Records to use
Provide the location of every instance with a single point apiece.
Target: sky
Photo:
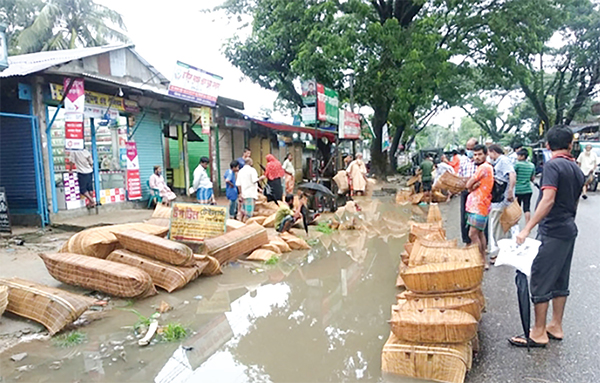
(167, 31)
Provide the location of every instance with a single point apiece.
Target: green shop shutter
(149, 139)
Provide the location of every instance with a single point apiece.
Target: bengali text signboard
(74, 108)
(134, 185)
(191, 222)
(195, 85)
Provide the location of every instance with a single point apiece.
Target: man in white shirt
(247, 181)
(587, 161)
(84, 166)
(202, 184)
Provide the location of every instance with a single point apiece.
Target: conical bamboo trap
(158, 248)
(443, 277)
(164, 275)
(429, 325)
(54, 308)
(451, 182)
(441, 363)
(422, 255)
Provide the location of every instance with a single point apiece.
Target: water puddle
(315, 316)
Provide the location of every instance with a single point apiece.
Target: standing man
(587, 161)
(525, 176)
(247, 180)
(561, 185)
(503, 172)
(479, 199)
(84, 166)
(244, 157)
(466, 170)
(202, 185)
(231, 190)
(427, 177)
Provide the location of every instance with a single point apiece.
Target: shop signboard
(309, 92)
(196, 85)
(4, 215)
(192, 222)
(74, 107)
(349, 128)
(99, 101)
(134, 185)
(309, 115)
(327, 105)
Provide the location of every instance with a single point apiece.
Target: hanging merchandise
(74, 107)
(134, 186)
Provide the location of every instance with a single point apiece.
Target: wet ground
(318, 316)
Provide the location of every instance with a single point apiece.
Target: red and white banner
(134, 184)
(74, 109)
(349, 125)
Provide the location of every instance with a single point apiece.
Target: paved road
(577, 358)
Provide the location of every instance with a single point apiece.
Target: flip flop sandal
(525, 342)
(553, 337)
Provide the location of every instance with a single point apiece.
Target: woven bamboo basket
(431, 325)
(100, 275)
(163, 275)
(100, 241)
(511, 216)
(258, 220)
(233, 245)
(422, 230)
(476, 294)
(415, 199)
(469, 306)
(441, 363)
(280, 243)
(296, 243)
(3, 299)
(158, 248)
(207, 265)
(434, 215)
(443, 277)
(261, 255)
(451, 182)
(422, 255)
(54, 308)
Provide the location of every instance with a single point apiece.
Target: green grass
(70, 339)
(323, 227)
(173, 332)
(273, 260)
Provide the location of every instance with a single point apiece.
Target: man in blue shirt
(230, 189)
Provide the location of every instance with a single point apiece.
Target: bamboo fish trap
(443, 277)
(164, 275)
(451, 182)
(429, 325)
(441, 363)
(422, 255)
(100, 275)
(54, 308)
(158, 248)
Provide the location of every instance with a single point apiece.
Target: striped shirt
(525, 170)
(467, 167)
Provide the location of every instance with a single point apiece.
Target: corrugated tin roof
(22, 65)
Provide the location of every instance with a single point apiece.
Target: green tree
(67, 24)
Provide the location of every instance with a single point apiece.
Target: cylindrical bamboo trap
(54, 308)
(443, 277)
(441, 363)
(433, 325)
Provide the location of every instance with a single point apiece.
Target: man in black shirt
(561, 185)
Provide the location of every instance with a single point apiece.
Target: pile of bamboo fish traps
(435, 320)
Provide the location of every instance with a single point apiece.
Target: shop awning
(316, 132)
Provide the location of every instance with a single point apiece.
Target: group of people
(496, 180)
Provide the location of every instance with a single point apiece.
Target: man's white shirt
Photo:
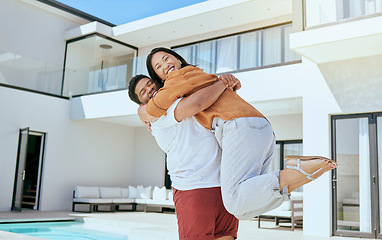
(193, 154)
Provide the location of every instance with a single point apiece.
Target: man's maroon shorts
(201, 214)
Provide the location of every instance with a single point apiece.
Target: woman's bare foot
(299, 183)
(299, 169)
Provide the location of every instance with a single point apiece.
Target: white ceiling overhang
(202, 18)
(338, 42)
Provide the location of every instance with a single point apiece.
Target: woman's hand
(230, 81)
(144, 116)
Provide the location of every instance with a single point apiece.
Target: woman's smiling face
(163, 63)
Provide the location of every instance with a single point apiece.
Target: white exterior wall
(33, 32)
(76, 152)
(149, 160)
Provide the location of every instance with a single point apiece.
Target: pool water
(59, 231)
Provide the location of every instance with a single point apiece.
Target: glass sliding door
(20, 170)
(355, 193)
(379, 159)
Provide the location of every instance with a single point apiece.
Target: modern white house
(313, 67)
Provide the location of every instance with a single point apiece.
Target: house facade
(312, 67)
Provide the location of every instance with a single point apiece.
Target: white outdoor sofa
(112, 198)
(290, 212)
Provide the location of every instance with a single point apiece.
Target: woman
(244, 134)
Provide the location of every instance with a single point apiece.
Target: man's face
(145, 90)
(164, 63)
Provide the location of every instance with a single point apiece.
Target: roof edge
(75, 12)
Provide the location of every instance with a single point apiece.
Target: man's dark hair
(133, 84)
(150, 68)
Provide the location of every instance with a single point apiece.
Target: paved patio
(158, 226)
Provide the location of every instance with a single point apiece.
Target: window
(242, 51)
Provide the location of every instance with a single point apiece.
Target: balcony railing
(28, 73)
(318, 12)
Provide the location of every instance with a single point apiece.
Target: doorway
(28, 173)
(356, 142)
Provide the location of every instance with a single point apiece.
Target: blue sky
(123, 11)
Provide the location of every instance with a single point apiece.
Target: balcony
(336, 32)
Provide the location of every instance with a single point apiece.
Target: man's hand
(144, 116)
(230, 81)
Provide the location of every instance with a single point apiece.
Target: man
(193, 160)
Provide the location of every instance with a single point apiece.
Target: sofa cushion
(86, 192)
(110, 192)
(145, 192)
(92, 200)
(169, 194)
(133, 192)
(159, 193)
(125, 192)
(123, 200)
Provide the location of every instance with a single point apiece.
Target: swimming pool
(70, 230)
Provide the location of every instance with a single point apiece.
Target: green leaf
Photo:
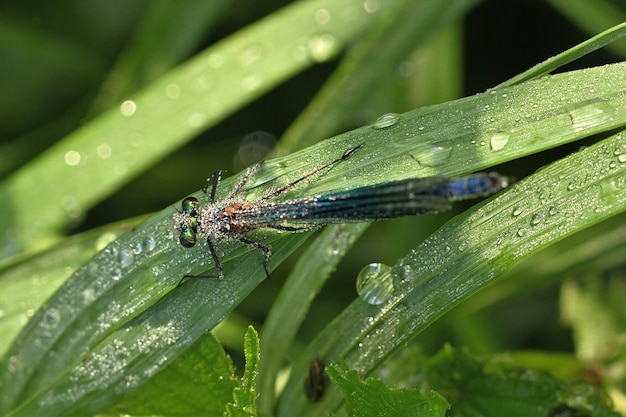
(470, 252)
(372, 398)
(200, 382)
(498, 386)
(97, 159)
(244, 397)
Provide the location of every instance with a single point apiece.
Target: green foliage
(101, 320)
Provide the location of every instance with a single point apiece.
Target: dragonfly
(233, 217)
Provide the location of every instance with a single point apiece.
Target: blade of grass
(471, 251)
(165, 36)
(593, 17)
(97, 159)
(370, 65)
(608, 37)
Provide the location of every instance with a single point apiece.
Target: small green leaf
(372, 398)
(498, 386)
(244, 397)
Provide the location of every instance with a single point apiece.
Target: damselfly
(232, 218)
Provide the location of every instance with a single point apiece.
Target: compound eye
(187, 237)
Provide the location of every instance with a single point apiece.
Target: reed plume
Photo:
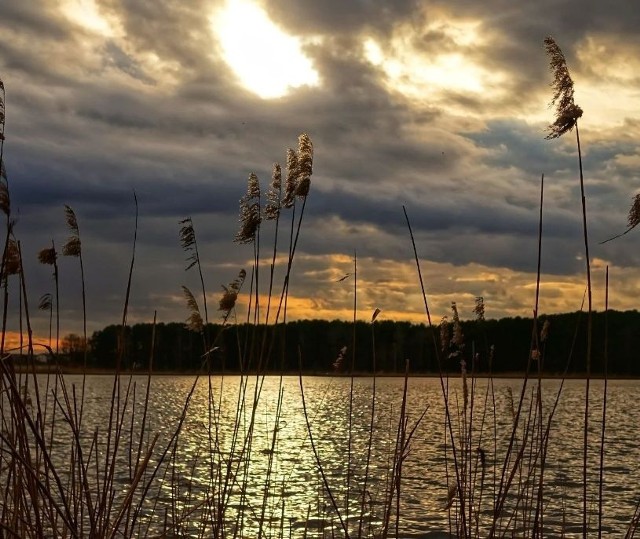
(305, 165)
(194, 321)
(73, 247)
(274, 195)
(633, 219)
(188, 242)
(458, 337)
(292, 179)
(250, 214)
(567, 112)
(46, 302)
(230, 293)
(478, 309)
(445, 339)
(12, 259)
(49, 256)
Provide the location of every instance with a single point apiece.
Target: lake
(274, 454)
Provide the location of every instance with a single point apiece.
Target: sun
(266, 60)
(86, 14)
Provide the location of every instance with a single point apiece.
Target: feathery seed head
(12, 260)
(545, 331)
(567, 112)
(465, 386)
(458, 337)
(230, 293)
(194, 321)
(634, 213)
(46, 302)
(444, 334)
(73, 246)
(48, 256)
(478, 310)
(305, 157)
(273, 205)
(292, 179)
(188, 242)
(339, 362)
(250, 217)
(302, 189)
(72, 221)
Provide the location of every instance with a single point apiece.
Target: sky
(438, 106)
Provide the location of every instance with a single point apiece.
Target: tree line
(508, 345)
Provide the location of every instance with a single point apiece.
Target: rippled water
(296, 500)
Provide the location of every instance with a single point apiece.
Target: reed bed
(63, 476)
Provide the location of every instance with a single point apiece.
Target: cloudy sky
(440, 106)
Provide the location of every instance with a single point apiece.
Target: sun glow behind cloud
(416, 71)
(86, 14)
(267, 61)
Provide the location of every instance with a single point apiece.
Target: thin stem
(589, 338)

Work order
Retype every entry above exactly and, please, skip the pictures.

Solution for this exercise
Provide the location of every instance with a single point apiece.
Target: sky
Photo:
(167, 31)
Provide the location of every instance with a single point apiece.
Target: green shop shutter
(149, 139)
Provide the location of every instance with a single point apiece.
Target: bengali text signboard
(74, 108)
(134, 185)
(191, 222)
(195, 85)
Provide the location of every instance with a single point apiece.
Target: man in white shirt
(247, 181)
(587, 161)
(84, 166)
(202, 184)
Provide the location of every instance with a single point apiece.
Target: conical bamboo trap
(158, 248)
(443, 277)
(164, 275)
(429, 325)
(54, 308)
(451, 182)
(441, 363)
(422, 255)
Provide the location of every instance with a single point apiece.
Target: water puddle
(315, 316)
Provide the location of every instance with a single point apiece.
Target: standing man
(587, 161)
(525, 176)
(247, 180)
(561, 185)
(503, 172)
(479, 199)
(84, 166)
(244, 157)
(466, 170)
(202, 185)
(231, 190)
(427, 177)
Provide the location of every instance with a single point apiece.
Target: shop signboard
(309, 92)
(196, 85)
(4, 215)
(192, 222)
(74, 107)
(349, 128)
(99, 101)
(134, 185)
(309, 115)
(327, 105)
Provide the location of every instance with a single point apiece.
Target: hanging merchandise
(74, 107)
(134, 186)
Provide the location of every instance with a single point apiece.
Target: wet ground
(318, 316)
Provide the location of every instance with a single point apiece.
Target: red and white banner
(134, 184)
(74, 109)
(349, 125)
Provide the location of every instance with a single point apiece.
Target: paved road
(577, 358)
Provide the location of every instance with a single point apiece.
Target: flip flop sandal
(525, 342)
(553, 337)
Provide the location of every instance with a single point apiece.
Target: woven bamboo basket
(431, 325)
(100, 275)
(163, 275)
(100, 241)
(511, 216)
(258, 220)
(233, 245)
(422, 230)
(476, 294)
(415, 199)
(469, 306)
(441, 363)
(280, 243)
(296, 243)
(3, 299)
(158, 248)
(207, 265)
(434, 215)
(443, 277)
(261, 255)
(451, 182)
(422, 255)
(54, 308)
Provide the location of every instance with a single point apiece.
Target: green grass
(70, 339)
(323, 227)
(173, 332)
(273, 260)
Provide the location of every instance with a single point apiece.
Target: man in blue shirt
(230, 189)
Provide the location of every instance with a single point apiece.
Target: bamboo fish trap
(443, 277)
(164, 275)
(451, 182)
(429, 325)
(441, 363)
(422, 255)
(100, 275)
(54, 308)
(158, 248)
Provide the location of every instance with a single point apiece.
Target: striped shirt
(525, 170)
(467, 167)
Provide the location of every instance with a single point apiece.
Target: corrugated tin roof
(22, 65)
Provide the location of every instance with a single point apiece.
Target: green tree
(67, 24)
Provide the location of every instance with a single point apiece.
Target: cylindrical bamboo trap
(54, 308)
(443, 277)
(441, 363)
(433, 325)
Provide the location of every instance with a single point apiece.
Target: man in black shirt
(561, 185)
Provide the location of every instance with a single point apiece.
Target: pile of bamboo fish traps
(435, 320)
Provide the location of every instance with a single point apiece.
Target: shop awning
(316, 132)
Provide the location of every instance with a single point apiece.
Target: group of people
(496, 180)
Provide the location of every instance with a single point apiece.
Target: man's white shirt
Photo:
(193, 154)
Provide the location of every instance with a single point apiece.
Target: man's maroon shorts
(201, 214)
Provide the location of every instance with a single point apiece.
Target: woman's bare foot
(299, 183)
(299, 169)
Provide the location of every instance with a single point apiece.
Target: white ceiling overhang
(202, 18)
(338, 42)
Provide the location of every instance with a single point apiece.
Target: woman's hand
(230, 81)
(144, 116)
Provide the location of every instance with a single point apiece.
Target: woman's smiling face
(163, 63)
Provide the location of every instance with a single point apiece.
Target: white exterior wall
(33, 32)
(76, 152)
(149, 160)
Provide the location of every instance with a single point apiece.
Target: pool water
(59, 231)
Provide the location of every instance with a single point apiece.
Target: glass sliding door
(20, 170)
(355, 193)
(379, 159)
Provide the location of every instance with a single point apiece.
Target: modern white house
(313, 67)
Provide the location of every instance with a single point apiece.
Target: house facade
(312, 67)
Provide the location of every instance with a single point apiece.
Target: white outdoor sofa
(112, 198)
(290, 212)
Provide the location of every instance with a single point apiece.
Target: woman
(244, 134)
Provide the location of every instance with a single point apiece.
Target: man's face
(145, 90)
(164, 63)
Provide the location of every instance with a single point apiece.
Target: roof edge
(75, 12)
Provide the location of every instance with a single point apiece.
Target: man's dark hair
(133, 84)
(150, 68)
Provide the location of every instance with a single point apiece.
Target: paved patio
(158, 226)
Provide the location of every instance with a single point apiece.
Target: window
(242, 51)
Provide the location of every instance with a single point apiece.
Target: balcony railing
(28, 73)
(318, 12)
Provide the location of every instance with a single point apiece.
Target: doorway
(28, 173)
(356, 142)
Provide the location of every instance with a single point apiece.
Target: blue sky
(123, 11)
Provide the location of every instance with a single point apiece.
Target: balcony
(336, 32)
Provide the location of every instance with a single point apiece.
Target: man's hand
(144, 116)
(230, 81)
Provide the location of every instance with a single point apiece.
Target: man
(193, 160)
Provide the location of every instance with a single point apiece.
Target: sofa cushion
(86, 192)
(110, 192)
(145, 192)
(92, 200)
(169, 194)
(133, 192)
(159, 193)
(125, 192)
(123, 200)
Provide the location of every instance with a single point apiece.
Target: swimming pool
(70, 230)
Provide the location of every instance with a single point apiece.
Target: green leaf
Photo:
(470, 252)
(372, 398)
(200, 382)
(498, 386)
(97, 159)
(244, 397)
Provide the location of every instance with a single point apiece.
Target: green foliage
(101, 320)
Provide the location of every instance with a single point apiece.
Target: dragonfly
(233, 217)
Provide the location of every instance with a single point apiece.
Target: blade of grass
(471, 251)
(165, 36)
(593, 17)
(97, 159)
(370, 65)
(608, 37)
Provide the location of every instance with a single point apiece.
Target: small green leaf
(372, 398)
(498, 386)
(244, 397)
Provide the location of every instance with a single point apiece.
Target: damselfly
(232, 218)
Provide the location of every instance with a single point apiece.
Target: compound eye
(187, 237)
Provide the location of every instance with a single point apiece.
Target: reed plume
Photo:
(305, 165)
(194, 321)
(73, 247)
(274, 195)
(633, 219)
(188, 242)
(458, 337)
(292, 179)
(250, 214)
(567, 112)
(46, 302)
(230, 293)
(478, 309)
(445, 339)
(12, 259)
(49, 256)
Provide the location of every instance with a single point apiece.
Target: lake
(274, 454)
Provide the location of every instance with a single point apiece.
Target: sun
(266, 60)
(86, 14)
Provide the location of every instance with a single point apiece.
Target: feathery seed head
(12, 260)
(545, 331)
(567, 112)
(465, 386)
(458, 337)
(230, 293)
(194, 321)
(634, 213)
(46, 302)
(444, 334)
(73, 246)
(48, 256)
(478, 310)
(305, 157)
(273, 205)
(292, 179)
(188, 242)
(339, 362)
(250, 217)
(302, 189)
(72, 221)
Provide the location of every instance with a single point apiece.
Target: sky
(438, 106)
Provide the location of every instance with a single point apiece.
Target: tree line
(508, 345)
Provide the location of every instance with a single point apiece.
Target: rippled water
(296, 500)
Provide the location of every instance with a single point apiece.
Target: reed bed
(63, 476)
Provide the location of every instance with a single point apiece.
Target: cloudy sky
(440, 106)
Provide the location of every instance with a single point apiece.
Target: sun glow behind cloud
(416, 71)
(86, 14)
(267, 61)
Provide the location of every instance with a single point apiece.
Target: thin stem
(589, 338)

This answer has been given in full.